:: Problem description ::
Reproduce the passage of the interview on temptation from "At least 70" up to and including "probably 90 percent.", word for word.

:: Text block ::
··········

At least 70 percent.
- And how many of those men have acted on temptation and are engaged in some form of immorality?
A large majority, probably 90 percent.
- What are they doing and where is the battle being lost?
The Internet has taken this struggle to a whole new level; it provides the easiest access, the greatest amount of privacy, and the least potential for being caught. What men used to have to go to a smoke-filled bar or dark alley to find, they can now experience while sitting in their office or den. Privacy is a key issue, because all moral impurity is shrouded in privacy, so anything that makes it more private is going to make it more accessible and more alluring.
There also seems to be a larger number of immorally-minded people on the prowl. The looser our society becomes, the more likely it is that you have immoral people nearby.
- Have you noticed any common patterns in the lives of those who proceed into sexual sin?
The most observable pattern follows the nature of all sin. You initially draw a line and say, "I won't go beyond that line." But if you step over that line, you draw a new one, and then another and another . . . and as you do, you deaden yourself to the sinfulness and danger of what you're involved in.
But the problem actually starts if and when you draw a line that's different from the one God set. For example, Proverbs 4:25 reads, "Let your eyes look straight ahead." One reason men struggle with impure thoughts and actions is that they are careless in what they do with their eyes. They don't follow God's guidelines at the outset, so they end up gazing at things they could have avoided seeing altogether.
Another pattern is innocent exposure, curious search, toying with sin. A lot of temptation begins with innocent exposure. Through no fault of our own, we may be exposed to something that becomes a temptation. We might see an inappropriate ad in a magazine or catalog. We might do a legitimate search on the web and inadvertently come upon a porn site. There's no sin in being tempted if we honestly had nothing to do with placing that indecency into our vision but so many yield at that point and move down to the next level: the curious search.

··········

:: Record list ::

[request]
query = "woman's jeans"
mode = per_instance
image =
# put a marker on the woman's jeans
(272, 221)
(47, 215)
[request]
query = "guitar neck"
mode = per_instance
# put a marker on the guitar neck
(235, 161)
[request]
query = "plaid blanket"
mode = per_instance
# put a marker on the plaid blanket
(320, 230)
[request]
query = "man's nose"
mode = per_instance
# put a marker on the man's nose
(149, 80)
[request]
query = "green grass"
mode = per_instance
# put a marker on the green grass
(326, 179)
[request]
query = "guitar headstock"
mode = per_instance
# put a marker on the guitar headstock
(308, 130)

··········

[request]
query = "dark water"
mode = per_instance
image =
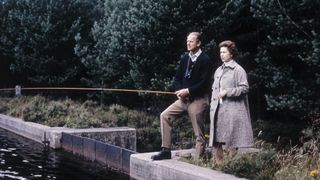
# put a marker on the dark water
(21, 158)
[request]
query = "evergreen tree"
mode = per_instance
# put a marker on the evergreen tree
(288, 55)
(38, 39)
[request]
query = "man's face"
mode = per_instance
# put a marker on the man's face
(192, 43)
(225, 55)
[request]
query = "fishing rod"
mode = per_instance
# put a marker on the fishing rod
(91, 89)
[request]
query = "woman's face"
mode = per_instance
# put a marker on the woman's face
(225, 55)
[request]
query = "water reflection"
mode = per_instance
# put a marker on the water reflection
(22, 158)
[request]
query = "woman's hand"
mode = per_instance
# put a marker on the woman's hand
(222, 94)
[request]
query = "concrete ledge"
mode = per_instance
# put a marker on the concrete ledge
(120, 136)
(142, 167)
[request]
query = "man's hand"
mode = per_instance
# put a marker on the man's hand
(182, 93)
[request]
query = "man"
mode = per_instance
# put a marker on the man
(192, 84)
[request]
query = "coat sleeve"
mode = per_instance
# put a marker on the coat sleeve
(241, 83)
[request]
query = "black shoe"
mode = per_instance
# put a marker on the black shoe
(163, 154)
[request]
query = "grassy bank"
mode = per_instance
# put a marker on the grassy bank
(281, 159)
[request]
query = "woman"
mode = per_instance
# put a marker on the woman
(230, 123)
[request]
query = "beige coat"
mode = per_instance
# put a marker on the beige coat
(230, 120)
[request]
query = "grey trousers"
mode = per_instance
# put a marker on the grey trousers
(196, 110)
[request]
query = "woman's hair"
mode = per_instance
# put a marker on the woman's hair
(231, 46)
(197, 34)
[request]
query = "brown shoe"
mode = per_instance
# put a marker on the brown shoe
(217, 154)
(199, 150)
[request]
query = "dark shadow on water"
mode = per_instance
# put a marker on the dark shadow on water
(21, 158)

··········

:: Correct answer ::
At least 70 percent.
- And how many of those men have acted on temptation and are engaged in some form of immorality?
A large majority, probably 90 percent.